● **SUPPLIED DATA**:
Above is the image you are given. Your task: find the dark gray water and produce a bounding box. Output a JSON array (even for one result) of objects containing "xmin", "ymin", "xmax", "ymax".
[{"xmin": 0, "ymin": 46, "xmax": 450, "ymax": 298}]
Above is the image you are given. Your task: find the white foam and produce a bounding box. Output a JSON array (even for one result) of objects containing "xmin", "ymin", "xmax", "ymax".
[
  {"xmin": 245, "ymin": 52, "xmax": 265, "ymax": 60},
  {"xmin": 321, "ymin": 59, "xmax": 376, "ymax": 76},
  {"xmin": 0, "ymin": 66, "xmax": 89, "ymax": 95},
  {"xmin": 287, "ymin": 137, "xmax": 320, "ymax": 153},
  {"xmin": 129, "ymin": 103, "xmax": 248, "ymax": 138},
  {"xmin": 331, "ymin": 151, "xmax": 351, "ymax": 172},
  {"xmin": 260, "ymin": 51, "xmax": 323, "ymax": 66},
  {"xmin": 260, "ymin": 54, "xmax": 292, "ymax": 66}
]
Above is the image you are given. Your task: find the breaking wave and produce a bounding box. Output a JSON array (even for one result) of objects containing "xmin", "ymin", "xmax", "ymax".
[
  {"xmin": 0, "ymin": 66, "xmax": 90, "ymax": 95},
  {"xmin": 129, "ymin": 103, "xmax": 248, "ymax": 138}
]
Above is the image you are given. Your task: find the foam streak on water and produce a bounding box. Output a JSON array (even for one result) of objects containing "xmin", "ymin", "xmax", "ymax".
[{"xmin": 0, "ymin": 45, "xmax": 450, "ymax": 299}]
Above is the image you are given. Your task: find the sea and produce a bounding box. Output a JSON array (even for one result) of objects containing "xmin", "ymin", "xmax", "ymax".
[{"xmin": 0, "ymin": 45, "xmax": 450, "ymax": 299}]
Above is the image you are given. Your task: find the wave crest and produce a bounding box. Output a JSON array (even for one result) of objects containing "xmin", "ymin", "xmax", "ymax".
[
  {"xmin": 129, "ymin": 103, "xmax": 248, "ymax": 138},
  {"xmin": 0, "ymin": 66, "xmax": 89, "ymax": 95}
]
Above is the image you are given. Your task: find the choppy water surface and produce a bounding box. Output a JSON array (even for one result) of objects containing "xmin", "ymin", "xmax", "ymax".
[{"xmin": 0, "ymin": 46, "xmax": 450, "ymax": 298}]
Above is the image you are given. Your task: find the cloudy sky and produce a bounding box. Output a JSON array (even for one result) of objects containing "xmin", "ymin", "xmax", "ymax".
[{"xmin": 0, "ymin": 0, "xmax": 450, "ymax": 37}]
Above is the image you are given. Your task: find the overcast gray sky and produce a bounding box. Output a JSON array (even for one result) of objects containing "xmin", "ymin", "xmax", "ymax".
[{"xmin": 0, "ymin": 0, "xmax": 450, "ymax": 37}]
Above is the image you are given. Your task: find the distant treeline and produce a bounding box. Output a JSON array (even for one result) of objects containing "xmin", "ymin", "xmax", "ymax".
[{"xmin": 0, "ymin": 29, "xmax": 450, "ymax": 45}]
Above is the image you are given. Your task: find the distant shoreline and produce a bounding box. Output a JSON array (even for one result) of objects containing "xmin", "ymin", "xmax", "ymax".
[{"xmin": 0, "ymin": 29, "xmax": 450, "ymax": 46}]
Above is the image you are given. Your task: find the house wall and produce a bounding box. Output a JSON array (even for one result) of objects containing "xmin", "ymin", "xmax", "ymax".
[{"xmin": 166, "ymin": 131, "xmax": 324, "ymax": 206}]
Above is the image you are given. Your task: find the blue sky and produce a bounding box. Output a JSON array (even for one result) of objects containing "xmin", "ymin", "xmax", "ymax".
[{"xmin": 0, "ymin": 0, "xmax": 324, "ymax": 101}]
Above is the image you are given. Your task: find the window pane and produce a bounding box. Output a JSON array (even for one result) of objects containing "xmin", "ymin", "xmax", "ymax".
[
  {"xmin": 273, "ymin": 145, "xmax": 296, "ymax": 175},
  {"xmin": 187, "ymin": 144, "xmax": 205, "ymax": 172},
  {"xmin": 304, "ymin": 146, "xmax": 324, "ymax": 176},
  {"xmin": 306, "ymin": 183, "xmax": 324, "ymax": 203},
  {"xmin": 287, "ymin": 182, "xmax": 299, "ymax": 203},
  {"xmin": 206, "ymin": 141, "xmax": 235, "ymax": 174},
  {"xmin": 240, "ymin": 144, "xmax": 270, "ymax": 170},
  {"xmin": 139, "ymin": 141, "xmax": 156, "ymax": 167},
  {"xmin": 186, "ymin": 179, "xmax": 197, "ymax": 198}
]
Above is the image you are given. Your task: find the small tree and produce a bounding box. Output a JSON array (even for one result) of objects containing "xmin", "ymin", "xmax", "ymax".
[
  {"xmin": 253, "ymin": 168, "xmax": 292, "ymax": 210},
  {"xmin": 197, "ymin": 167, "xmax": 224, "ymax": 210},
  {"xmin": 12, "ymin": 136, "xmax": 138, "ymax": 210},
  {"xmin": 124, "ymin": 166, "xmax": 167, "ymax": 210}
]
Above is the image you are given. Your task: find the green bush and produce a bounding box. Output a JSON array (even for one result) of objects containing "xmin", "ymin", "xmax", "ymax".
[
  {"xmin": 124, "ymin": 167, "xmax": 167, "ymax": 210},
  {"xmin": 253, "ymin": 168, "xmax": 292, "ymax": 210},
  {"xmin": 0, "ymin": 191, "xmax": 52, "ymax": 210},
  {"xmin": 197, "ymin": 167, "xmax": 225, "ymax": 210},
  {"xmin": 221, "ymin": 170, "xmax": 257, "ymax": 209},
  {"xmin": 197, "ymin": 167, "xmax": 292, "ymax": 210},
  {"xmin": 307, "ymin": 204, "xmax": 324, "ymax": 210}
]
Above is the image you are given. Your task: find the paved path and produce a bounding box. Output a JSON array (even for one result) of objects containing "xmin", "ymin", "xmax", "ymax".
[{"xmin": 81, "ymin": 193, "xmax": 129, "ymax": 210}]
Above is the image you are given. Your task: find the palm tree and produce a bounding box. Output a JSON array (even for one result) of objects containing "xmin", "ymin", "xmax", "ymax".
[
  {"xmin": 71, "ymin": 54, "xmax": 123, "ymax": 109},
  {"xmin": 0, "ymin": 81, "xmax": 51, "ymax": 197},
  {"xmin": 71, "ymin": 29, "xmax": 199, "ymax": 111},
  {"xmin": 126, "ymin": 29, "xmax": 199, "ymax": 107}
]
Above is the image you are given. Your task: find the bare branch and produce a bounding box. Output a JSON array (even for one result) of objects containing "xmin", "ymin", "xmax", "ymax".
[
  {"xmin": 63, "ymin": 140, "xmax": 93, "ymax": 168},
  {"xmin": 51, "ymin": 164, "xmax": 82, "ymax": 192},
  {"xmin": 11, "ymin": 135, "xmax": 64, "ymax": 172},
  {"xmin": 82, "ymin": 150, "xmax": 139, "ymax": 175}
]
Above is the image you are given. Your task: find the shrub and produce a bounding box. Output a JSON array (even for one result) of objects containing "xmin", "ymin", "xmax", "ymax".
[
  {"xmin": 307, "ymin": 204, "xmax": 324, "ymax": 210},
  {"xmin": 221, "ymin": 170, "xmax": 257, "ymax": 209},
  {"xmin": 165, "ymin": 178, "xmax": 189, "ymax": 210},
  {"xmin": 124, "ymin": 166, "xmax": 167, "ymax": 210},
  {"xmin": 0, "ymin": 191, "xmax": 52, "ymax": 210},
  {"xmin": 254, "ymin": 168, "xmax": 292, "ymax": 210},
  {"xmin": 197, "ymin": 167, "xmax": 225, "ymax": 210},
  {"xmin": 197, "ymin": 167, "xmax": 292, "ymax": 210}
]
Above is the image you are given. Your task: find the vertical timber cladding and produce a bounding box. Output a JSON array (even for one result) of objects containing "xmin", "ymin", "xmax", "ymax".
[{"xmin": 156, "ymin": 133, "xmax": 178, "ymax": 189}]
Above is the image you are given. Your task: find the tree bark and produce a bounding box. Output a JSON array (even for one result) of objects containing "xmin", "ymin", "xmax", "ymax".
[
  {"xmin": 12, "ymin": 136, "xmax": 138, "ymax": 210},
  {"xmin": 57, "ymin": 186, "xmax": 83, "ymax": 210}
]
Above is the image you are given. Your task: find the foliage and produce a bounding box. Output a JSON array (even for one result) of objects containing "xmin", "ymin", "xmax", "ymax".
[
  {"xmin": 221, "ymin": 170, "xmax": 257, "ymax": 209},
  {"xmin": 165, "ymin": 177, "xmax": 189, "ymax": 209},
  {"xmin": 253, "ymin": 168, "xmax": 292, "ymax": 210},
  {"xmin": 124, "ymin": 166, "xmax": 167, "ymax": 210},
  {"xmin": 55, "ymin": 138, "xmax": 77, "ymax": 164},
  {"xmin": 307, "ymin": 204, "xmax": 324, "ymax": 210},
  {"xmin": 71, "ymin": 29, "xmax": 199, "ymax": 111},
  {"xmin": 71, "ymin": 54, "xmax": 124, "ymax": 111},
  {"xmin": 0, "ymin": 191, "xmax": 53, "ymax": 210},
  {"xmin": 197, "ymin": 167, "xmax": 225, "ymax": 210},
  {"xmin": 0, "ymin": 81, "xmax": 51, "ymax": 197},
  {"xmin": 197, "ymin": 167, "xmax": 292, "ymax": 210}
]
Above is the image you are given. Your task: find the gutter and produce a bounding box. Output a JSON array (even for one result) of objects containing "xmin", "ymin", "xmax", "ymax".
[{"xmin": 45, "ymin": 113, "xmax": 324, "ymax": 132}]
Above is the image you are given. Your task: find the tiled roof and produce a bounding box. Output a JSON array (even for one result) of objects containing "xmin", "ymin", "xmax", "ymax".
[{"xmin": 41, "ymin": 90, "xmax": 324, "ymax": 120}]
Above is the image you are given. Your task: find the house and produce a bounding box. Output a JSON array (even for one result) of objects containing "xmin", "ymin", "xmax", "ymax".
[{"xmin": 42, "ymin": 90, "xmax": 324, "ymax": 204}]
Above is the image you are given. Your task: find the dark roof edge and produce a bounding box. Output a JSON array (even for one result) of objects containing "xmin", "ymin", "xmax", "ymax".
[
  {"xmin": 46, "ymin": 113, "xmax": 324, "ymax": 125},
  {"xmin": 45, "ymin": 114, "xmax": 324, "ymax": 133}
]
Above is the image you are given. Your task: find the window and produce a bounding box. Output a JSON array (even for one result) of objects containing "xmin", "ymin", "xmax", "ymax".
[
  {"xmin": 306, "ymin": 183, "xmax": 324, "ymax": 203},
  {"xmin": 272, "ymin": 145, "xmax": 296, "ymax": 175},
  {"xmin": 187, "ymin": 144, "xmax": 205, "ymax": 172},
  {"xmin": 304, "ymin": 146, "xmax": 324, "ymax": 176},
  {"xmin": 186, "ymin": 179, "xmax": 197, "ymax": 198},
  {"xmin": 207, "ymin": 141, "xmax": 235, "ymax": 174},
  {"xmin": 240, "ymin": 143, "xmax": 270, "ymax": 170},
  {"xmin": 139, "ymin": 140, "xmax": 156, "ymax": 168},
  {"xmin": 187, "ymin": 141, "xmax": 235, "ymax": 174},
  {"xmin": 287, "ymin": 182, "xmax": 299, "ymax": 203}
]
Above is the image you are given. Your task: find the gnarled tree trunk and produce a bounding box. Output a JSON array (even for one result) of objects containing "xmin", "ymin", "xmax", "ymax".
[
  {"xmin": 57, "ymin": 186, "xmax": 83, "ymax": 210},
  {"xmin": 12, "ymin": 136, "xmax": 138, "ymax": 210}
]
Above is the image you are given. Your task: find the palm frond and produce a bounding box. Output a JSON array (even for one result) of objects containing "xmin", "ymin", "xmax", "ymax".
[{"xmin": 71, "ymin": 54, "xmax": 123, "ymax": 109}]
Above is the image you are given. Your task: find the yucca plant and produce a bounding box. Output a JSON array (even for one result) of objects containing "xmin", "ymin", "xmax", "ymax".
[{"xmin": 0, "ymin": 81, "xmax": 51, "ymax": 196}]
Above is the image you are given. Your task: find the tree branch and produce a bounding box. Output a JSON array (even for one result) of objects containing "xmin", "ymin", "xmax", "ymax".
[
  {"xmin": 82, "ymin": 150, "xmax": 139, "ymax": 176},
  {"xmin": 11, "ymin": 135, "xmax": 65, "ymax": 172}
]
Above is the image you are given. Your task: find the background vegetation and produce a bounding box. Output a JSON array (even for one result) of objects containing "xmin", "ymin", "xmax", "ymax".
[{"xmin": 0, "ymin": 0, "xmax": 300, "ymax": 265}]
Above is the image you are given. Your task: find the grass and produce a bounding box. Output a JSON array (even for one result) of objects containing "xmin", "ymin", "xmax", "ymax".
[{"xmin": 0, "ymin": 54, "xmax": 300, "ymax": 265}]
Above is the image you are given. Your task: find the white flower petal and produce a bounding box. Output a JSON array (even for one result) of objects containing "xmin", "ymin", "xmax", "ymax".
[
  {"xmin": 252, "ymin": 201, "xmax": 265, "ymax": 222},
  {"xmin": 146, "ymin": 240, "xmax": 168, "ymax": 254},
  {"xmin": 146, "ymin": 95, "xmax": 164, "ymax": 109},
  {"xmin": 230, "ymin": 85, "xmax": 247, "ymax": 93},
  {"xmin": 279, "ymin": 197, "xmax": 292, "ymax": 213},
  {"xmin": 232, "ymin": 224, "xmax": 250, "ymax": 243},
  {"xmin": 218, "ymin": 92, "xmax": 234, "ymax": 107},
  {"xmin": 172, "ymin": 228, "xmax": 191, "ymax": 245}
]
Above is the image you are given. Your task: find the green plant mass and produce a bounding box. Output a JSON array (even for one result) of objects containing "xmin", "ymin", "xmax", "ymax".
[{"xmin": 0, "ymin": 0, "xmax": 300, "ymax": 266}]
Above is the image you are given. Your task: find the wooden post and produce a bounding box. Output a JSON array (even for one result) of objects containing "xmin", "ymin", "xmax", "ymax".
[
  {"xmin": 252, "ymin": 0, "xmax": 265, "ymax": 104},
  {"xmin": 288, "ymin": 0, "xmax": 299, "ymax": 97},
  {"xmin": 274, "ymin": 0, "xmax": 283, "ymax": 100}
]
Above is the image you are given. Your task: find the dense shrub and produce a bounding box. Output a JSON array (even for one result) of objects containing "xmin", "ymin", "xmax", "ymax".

● **THE EXERCISE**: Count the lines in the records above that contain "roof", matching case exactly, and give only the number.

● **WRITTEN ANSWER**: 2